Start of Text excerpt
Instructional Leadership

 

Research conducted over the past 25 years in schools throughout the world confirms what practitioners and parents have always known. Leadership does make a difference in the capacity of schools to improve. The progress made by researchers during the past several decades has focused on identifying the ways in which leaders “make a difference.” Below are resources — some developed by me and some by others — that elaborate on how and why leadership makes a difference in schools.

Research conducted on change in schools by Gene Hall and others in the 1970’s identified principal leadership as essential to supporting successful efforts by schools to implement change. Findings from this research were further reinforced by findings from researchers such as Edmonds, Brookover, Rutter and others who sought to identify the characteristics of “instructionally effective schools” — schools whose students achieved beyond what might be expected given their socio-economic backgrounds.
End of Text excerpt
Exercise set =
1. From the text on instructional leadership, copy the part that begins with the words containing "Research conducted over" and ends with "difference in schools.".
2. Keep writing the text on instructional leadership, picking up right after its last sentence.
Start of Dataset
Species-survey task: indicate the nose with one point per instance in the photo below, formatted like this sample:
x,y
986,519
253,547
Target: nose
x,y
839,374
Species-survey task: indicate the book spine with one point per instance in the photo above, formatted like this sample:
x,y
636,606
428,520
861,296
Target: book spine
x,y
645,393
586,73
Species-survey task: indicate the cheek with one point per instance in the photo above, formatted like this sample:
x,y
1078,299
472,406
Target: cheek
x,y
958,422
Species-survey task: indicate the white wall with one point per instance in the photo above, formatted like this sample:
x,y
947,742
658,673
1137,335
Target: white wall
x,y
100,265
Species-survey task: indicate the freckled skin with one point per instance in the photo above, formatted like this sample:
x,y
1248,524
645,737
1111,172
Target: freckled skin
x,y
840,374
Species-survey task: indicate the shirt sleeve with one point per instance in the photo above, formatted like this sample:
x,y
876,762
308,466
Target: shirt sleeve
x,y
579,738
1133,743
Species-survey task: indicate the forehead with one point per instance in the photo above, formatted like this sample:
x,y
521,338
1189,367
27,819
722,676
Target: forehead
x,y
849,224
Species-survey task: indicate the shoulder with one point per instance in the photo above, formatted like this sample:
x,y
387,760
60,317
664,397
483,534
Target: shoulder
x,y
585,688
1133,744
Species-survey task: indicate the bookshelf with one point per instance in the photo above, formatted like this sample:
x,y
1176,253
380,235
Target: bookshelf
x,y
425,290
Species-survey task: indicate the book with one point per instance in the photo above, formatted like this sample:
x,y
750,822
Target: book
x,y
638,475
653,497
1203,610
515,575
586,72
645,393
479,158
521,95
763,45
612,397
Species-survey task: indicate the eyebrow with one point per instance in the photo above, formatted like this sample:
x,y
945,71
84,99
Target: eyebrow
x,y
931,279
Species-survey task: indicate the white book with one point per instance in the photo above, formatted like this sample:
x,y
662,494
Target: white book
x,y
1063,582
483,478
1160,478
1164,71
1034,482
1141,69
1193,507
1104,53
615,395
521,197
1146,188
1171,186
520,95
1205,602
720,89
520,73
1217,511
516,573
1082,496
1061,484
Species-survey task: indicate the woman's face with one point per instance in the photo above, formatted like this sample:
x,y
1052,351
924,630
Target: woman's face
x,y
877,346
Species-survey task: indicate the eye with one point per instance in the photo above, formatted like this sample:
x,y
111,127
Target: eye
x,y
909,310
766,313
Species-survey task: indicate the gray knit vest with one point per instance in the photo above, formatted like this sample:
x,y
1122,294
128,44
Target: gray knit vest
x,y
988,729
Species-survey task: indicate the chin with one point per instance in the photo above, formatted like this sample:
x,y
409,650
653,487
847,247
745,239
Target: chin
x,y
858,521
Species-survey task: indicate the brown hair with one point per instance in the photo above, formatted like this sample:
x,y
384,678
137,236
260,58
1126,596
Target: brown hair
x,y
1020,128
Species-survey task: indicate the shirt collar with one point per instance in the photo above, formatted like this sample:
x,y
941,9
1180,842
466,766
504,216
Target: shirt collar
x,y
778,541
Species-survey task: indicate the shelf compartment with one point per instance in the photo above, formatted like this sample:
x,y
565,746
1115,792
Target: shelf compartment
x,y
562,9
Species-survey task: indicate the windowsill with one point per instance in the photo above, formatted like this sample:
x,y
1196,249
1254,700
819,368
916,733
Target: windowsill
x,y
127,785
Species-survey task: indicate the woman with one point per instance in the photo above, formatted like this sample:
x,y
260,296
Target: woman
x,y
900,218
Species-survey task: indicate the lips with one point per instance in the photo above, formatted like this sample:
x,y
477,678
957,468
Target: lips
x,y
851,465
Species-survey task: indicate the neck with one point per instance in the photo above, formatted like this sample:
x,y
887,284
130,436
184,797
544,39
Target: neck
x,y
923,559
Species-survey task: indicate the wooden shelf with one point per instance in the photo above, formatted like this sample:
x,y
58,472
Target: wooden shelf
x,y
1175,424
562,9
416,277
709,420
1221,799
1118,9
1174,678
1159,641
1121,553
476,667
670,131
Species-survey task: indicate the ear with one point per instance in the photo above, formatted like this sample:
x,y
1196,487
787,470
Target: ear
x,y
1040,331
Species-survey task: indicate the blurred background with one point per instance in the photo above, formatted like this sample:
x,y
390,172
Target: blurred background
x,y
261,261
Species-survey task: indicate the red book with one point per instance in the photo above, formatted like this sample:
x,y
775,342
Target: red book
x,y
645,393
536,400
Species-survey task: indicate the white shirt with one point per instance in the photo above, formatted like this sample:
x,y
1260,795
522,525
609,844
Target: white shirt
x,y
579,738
End of Dataset
Answers below =
1.
Research conducted over the past 25 years in schools throughout the world confirms what practitioners and parents have always known. Leadership does make a difference in the capacity of schools to improve. The progress made by researchers during the past several decades has focused on identifying the ways in which leaders “make a difference.” Below are resources — some developed by me and some by others — that elaborate on how and why leadership makes a difference in schools.

2.
A key finding emerging from this research was the conclusion that instructionally effective schools had principals who gave more attention to the leading the curriculum and instructional program of the school. This picture of engaged instructional leaders contrasted with the portrait of typical principals whose workdays were characterized by a focus on “managerial” activities. This led to an increased emphasis during the USA during the 1980s on increasing the priority given to instructional leadership among principals. During the subsequent years, researchers, policymakers and practitioners have made progress in defining the instructional leadership role of principals and other school leaders, identifying key strategies, approaches and behaviors, and putting these into practice.

Philip Hallinger has been among the scholars and practitioners who has contributed to the development of this field since the early 1980s. He developed the first research-based instrument for assessing principal instructional leadership, the Principal Instructional Management Rating Scale (PIMRS) 1982. He has also conducted empirical studies of instructional leadership and with co-author Ronald Heck produced a series of influential review of research on principal leadership and its effects on student learning.